• **SUPPLIED MATERIAL**:
— start —

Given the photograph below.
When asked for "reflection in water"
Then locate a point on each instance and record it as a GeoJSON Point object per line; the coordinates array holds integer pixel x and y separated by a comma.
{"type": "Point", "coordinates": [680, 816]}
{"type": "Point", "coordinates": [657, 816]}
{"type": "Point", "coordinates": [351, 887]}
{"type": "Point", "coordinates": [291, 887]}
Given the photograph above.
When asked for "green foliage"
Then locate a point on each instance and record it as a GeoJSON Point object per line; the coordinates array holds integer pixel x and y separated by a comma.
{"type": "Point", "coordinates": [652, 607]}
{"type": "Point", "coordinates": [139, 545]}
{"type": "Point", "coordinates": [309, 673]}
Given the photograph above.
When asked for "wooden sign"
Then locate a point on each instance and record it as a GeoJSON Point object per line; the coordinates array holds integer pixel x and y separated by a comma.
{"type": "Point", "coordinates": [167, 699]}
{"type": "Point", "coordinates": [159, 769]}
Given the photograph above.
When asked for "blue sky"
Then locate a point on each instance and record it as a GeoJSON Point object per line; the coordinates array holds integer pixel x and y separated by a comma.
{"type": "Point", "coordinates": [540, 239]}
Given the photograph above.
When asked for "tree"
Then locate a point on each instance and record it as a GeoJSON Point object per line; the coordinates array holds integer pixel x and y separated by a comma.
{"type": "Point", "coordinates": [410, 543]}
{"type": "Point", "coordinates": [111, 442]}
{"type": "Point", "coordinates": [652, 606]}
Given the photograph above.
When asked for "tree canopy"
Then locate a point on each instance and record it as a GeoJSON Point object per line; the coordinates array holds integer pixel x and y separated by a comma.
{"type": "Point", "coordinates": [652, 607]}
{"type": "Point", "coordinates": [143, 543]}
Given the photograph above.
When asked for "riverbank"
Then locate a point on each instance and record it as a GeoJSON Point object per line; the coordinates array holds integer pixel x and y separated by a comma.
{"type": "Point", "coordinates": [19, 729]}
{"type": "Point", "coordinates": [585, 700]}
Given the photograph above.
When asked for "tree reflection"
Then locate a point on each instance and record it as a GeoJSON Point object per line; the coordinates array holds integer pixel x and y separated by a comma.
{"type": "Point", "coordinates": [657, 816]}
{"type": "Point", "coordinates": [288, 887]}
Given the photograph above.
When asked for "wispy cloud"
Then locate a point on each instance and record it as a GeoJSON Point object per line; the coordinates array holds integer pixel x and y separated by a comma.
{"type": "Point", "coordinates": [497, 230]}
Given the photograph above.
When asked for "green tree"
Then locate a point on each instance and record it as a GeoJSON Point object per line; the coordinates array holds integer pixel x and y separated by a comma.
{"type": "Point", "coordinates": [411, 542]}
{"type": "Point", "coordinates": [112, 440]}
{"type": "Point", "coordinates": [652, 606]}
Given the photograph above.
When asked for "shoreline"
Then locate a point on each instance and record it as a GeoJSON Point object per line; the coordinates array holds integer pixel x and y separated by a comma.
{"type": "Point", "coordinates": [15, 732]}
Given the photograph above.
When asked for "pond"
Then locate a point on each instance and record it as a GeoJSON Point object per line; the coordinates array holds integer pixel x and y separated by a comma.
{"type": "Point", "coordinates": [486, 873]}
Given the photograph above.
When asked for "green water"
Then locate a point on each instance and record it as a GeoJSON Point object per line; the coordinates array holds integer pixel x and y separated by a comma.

— end —

Pick out and copy each line of the material above that contains the string "green". Case matters.

• **WORKED SOLUTION**:
When asked for "green foliage"
When asked for "green tree"
When asked for "green water"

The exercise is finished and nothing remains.